PROBLEM STATEMENT |
Look for the word "bear" in the entries below, then copy every line that has it.

SUPPLIED RECORDS |
+===+

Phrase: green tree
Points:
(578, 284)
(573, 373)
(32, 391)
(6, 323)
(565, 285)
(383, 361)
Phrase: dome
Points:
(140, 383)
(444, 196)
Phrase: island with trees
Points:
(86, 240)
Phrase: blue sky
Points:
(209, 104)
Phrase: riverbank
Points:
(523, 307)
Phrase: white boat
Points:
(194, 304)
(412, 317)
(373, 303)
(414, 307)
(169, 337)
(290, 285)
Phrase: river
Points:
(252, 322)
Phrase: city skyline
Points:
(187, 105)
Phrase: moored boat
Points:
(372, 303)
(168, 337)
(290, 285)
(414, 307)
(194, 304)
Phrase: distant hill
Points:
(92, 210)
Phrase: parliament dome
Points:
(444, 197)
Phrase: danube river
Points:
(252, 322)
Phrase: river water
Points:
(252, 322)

+===+

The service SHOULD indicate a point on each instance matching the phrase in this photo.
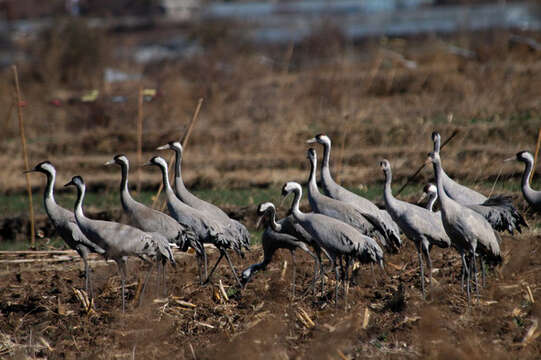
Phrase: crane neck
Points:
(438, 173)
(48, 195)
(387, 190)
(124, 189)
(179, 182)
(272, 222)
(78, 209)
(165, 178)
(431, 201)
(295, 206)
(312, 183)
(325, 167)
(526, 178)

+===+

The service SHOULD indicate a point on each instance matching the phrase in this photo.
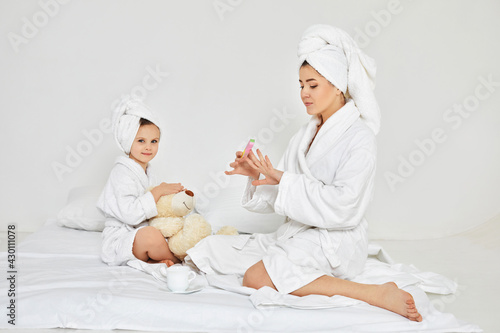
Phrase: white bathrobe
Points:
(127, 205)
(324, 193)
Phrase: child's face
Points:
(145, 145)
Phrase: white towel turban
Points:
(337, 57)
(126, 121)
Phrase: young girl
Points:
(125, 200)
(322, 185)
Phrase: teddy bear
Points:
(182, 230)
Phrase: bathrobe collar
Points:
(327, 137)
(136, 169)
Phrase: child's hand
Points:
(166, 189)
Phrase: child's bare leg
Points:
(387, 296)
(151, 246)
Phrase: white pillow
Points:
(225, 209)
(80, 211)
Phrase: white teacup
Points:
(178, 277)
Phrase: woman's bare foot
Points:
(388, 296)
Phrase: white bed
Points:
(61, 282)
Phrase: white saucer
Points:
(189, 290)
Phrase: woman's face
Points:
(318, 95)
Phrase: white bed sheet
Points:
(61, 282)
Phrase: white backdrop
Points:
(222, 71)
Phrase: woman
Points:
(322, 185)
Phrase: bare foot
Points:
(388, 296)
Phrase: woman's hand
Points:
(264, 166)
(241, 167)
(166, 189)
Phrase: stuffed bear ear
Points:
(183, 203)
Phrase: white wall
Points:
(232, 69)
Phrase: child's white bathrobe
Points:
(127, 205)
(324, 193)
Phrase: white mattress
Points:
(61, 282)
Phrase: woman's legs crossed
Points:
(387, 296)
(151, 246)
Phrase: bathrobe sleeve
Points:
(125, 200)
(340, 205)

+===+

OUTPUT FOR THIS TASK |
Phrase: teddy bear
Phrase: stuffed bear ear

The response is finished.